Source records:
>>>

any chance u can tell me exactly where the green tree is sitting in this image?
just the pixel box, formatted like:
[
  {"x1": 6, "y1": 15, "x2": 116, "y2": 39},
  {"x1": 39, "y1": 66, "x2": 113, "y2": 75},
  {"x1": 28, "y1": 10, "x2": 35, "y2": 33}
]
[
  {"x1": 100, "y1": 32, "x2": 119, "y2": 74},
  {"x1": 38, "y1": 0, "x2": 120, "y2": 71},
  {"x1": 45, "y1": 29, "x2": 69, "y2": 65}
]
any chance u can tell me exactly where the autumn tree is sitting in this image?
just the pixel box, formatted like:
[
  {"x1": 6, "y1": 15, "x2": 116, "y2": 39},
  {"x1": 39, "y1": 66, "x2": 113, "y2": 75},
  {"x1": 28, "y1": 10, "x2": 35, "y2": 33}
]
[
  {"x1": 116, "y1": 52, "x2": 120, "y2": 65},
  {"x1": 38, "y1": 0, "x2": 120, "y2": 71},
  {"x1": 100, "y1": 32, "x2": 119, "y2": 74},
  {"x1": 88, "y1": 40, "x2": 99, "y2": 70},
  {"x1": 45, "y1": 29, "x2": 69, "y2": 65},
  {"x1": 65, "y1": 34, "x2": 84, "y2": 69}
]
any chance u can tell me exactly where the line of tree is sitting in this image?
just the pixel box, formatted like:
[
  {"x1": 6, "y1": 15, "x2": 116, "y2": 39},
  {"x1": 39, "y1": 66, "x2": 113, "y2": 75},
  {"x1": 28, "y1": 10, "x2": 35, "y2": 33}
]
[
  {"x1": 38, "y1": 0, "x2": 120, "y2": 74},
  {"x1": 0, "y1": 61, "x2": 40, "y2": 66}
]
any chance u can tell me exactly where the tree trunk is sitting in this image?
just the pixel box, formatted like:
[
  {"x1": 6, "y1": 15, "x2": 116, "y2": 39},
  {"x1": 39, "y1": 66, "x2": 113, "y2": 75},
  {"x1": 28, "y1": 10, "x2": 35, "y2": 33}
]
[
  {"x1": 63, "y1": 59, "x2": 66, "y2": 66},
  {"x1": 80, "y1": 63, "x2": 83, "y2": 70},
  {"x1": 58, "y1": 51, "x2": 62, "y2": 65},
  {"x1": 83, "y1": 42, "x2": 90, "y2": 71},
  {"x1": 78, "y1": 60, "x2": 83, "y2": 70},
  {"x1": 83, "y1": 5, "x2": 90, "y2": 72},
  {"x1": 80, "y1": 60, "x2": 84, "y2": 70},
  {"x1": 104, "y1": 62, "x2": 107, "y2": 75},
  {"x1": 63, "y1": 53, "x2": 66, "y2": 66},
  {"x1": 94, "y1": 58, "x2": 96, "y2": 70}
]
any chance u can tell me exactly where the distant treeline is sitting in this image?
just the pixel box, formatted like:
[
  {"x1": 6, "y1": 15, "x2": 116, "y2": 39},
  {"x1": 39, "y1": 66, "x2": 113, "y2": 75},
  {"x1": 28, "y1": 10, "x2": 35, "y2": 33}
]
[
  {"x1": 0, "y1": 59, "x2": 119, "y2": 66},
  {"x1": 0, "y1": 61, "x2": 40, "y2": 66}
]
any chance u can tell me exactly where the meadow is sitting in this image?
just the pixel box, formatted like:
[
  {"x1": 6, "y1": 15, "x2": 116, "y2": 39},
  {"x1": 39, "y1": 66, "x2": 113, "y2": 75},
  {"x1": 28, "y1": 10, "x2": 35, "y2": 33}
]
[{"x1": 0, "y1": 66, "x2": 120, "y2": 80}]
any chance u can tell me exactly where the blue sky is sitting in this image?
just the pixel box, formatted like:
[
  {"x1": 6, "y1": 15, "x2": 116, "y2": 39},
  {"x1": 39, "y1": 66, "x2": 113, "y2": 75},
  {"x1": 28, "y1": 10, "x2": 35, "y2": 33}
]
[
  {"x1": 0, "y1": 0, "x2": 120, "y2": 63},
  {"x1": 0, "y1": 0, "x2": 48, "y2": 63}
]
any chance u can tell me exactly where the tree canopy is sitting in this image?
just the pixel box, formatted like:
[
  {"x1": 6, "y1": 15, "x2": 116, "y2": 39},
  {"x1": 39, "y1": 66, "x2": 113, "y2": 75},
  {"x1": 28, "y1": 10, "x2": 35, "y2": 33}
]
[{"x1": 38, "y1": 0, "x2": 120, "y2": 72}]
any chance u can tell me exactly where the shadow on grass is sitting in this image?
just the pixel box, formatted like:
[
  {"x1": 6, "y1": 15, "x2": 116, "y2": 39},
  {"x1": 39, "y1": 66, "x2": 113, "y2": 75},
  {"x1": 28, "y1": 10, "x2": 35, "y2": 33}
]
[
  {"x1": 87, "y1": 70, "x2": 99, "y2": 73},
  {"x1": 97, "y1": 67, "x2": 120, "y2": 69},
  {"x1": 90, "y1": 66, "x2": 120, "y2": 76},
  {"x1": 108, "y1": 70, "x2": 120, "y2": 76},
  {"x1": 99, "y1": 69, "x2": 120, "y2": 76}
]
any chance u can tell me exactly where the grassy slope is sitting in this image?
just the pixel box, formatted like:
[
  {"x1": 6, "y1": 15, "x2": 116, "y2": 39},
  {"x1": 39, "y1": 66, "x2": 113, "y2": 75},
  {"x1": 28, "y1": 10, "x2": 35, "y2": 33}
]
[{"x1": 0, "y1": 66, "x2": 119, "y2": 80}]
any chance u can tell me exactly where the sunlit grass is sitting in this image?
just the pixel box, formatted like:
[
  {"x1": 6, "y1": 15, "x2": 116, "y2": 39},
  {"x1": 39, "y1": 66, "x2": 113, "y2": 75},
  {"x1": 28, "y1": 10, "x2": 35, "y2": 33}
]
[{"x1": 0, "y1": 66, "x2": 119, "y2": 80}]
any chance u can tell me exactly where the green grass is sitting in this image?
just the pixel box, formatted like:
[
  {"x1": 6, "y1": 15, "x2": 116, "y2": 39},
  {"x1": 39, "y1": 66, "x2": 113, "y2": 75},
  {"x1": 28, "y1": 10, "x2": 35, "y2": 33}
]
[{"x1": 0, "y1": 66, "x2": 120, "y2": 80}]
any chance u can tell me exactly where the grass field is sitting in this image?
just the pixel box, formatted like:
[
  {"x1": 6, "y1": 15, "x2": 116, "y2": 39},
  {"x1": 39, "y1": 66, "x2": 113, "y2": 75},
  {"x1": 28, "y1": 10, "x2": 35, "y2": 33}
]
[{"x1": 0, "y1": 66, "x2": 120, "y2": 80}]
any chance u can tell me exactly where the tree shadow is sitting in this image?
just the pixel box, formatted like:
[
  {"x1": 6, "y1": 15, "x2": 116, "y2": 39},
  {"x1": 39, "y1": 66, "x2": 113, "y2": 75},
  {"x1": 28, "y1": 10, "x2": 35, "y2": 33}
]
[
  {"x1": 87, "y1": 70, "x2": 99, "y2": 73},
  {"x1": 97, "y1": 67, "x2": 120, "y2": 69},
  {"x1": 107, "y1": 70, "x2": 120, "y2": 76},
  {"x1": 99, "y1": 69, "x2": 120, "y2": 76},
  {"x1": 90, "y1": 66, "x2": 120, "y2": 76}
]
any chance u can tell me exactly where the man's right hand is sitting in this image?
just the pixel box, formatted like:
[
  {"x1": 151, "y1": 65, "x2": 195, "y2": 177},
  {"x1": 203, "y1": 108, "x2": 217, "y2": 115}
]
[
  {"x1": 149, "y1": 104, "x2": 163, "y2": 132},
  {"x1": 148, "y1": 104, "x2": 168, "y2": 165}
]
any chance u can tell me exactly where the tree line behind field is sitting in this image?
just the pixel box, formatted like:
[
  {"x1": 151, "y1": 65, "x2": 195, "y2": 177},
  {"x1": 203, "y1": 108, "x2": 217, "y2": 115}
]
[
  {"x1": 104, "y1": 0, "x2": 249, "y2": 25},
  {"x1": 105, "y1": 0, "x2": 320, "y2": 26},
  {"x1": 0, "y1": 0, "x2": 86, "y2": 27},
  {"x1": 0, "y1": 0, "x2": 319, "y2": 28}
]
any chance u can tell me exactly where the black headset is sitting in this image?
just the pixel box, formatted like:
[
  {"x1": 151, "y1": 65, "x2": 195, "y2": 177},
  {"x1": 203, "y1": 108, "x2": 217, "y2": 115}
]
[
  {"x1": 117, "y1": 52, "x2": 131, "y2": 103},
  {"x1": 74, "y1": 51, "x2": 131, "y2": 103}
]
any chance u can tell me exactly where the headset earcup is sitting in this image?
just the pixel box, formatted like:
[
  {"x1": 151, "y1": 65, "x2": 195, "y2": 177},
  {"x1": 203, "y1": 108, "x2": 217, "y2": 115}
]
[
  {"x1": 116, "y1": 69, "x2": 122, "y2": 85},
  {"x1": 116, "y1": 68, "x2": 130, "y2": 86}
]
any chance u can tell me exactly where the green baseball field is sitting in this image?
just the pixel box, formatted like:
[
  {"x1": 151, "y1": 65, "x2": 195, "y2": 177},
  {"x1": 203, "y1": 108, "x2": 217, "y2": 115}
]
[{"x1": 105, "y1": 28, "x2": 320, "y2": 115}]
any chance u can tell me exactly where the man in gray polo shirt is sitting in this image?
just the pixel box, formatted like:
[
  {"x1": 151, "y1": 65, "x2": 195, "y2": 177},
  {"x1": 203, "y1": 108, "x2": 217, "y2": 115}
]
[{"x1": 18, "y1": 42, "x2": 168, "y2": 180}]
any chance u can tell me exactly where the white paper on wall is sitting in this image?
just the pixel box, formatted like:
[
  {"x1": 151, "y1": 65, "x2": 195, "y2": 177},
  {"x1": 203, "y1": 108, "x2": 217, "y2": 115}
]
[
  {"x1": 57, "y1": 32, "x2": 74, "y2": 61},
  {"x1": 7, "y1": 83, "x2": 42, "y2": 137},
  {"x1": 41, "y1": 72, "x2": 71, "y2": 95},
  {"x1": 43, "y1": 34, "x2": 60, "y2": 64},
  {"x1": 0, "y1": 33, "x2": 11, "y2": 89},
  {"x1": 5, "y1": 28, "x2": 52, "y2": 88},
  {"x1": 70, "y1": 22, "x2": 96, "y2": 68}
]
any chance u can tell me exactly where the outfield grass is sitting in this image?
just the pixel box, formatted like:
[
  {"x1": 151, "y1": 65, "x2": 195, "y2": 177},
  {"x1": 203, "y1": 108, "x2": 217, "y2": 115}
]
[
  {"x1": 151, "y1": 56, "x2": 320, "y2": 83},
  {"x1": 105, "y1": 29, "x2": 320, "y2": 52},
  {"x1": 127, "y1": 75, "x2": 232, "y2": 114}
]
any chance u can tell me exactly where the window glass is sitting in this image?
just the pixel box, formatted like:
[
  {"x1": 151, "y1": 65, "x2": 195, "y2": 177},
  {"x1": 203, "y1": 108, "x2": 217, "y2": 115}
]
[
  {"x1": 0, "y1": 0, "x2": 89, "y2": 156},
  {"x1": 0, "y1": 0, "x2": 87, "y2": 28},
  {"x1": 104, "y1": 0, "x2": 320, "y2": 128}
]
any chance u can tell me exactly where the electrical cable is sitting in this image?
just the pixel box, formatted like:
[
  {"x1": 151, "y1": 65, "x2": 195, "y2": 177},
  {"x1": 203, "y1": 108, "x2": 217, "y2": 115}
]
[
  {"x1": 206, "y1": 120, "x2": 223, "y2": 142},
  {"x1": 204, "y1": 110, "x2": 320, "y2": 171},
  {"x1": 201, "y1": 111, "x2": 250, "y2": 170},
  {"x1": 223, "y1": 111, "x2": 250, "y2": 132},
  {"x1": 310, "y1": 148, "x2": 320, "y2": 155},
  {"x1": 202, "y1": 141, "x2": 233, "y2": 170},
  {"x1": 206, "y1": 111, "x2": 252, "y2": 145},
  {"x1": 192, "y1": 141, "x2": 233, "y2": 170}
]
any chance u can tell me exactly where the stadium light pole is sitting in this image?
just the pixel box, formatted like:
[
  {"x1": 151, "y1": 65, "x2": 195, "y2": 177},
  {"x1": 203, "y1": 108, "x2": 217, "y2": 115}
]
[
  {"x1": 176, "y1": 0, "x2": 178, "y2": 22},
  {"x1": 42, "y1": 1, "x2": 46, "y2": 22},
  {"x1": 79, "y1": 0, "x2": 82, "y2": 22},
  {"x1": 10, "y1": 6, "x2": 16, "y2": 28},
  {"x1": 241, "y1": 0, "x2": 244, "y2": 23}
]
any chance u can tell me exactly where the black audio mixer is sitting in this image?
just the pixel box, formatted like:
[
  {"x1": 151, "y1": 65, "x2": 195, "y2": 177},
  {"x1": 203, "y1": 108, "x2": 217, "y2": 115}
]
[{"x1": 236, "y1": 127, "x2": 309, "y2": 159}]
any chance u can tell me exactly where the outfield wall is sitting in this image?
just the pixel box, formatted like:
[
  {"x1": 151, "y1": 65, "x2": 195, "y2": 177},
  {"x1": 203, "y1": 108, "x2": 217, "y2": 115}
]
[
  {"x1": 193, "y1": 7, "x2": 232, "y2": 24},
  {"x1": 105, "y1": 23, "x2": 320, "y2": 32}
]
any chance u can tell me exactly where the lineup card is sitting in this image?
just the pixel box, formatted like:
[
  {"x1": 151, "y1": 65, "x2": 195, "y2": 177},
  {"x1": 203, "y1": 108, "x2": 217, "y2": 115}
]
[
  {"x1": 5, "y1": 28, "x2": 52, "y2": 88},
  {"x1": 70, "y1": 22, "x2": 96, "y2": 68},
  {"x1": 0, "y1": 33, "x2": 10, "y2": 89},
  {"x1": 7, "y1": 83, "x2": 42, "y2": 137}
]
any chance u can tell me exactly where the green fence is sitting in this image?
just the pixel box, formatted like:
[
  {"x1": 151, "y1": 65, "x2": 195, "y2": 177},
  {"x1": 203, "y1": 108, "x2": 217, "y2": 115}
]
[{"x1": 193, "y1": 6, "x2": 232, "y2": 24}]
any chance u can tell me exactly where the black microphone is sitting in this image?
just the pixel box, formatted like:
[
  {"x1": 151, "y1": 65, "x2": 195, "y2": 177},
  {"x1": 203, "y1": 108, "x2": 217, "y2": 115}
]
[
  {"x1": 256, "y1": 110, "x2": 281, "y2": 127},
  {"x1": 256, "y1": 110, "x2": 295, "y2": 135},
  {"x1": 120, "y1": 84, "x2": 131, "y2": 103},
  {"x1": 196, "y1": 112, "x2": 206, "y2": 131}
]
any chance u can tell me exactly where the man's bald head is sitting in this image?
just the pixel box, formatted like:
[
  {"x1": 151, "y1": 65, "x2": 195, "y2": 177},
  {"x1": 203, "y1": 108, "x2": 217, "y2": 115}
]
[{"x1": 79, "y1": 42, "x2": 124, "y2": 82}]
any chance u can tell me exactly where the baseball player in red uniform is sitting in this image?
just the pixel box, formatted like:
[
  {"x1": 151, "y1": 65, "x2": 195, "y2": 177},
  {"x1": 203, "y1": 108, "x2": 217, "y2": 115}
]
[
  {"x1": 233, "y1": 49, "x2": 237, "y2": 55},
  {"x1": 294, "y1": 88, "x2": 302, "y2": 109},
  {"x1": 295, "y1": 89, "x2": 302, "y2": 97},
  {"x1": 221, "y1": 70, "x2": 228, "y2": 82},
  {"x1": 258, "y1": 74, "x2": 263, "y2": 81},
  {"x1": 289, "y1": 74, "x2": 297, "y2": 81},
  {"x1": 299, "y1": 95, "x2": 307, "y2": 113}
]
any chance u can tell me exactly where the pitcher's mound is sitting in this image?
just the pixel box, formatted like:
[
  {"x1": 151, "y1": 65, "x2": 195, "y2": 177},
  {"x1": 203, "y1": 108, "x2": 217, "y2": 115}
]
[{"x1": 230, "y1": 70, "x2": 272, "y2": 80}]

<<<

When a line in the data contains the string "baseball", copy that line.

any chance u can tell me exactly where the green baseball field is sitting in this image?
any chance u can tell me exactly where the baseball player in red uniform is sitting in this image?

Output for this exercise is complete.